**Requirement**
Transcribe the entries below exactly as they appear.

(Recorded data)
┌────────
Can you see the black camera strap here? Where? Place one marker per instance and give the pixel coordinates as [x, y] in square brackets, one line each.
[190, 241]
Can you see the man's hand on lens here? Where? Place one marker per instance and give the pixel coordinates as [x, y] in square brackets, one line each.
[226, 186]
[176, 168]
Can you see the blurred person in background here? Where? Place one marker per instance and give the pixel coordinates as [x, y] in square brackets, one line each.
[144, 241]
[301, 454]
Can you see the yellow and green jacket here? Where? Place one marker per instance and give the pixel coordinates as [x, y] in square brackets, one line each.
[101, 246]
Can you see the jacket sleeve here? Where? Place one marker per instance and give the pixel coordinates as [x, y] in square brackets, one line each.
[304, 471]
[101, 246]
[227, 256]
└────────
**Response box**
Can you see the black camera strap here? Where? Place one marker per instance and give the pixel coordinates as [x, y] in square brackets, one line each.
[190, 241]
Can you see the man's hand on lens here? Where? Place one marker per instance and give the pixel coordinates as [x, y] in square brackets, one line each.
[226, 186]
[176, 168]
Can you see the blurred person in background here? Where? Place one marker per instance and give the pixel coordinates as [x, y] in square brackets, one line each.
[144, 241]
[301, 454]
Can you see the yellow and green jacket here? Where? Place one marker per instance and give the pixel coordinates as [x, y] in square brackets, one line each.
[101, 246]
Can you see the jacket sleeve here? Where? Place one marker per instance and give the pixel coordinates as [x, y] in square brackets, one line each.
[304, 471]
[101, 246]
[227, 256]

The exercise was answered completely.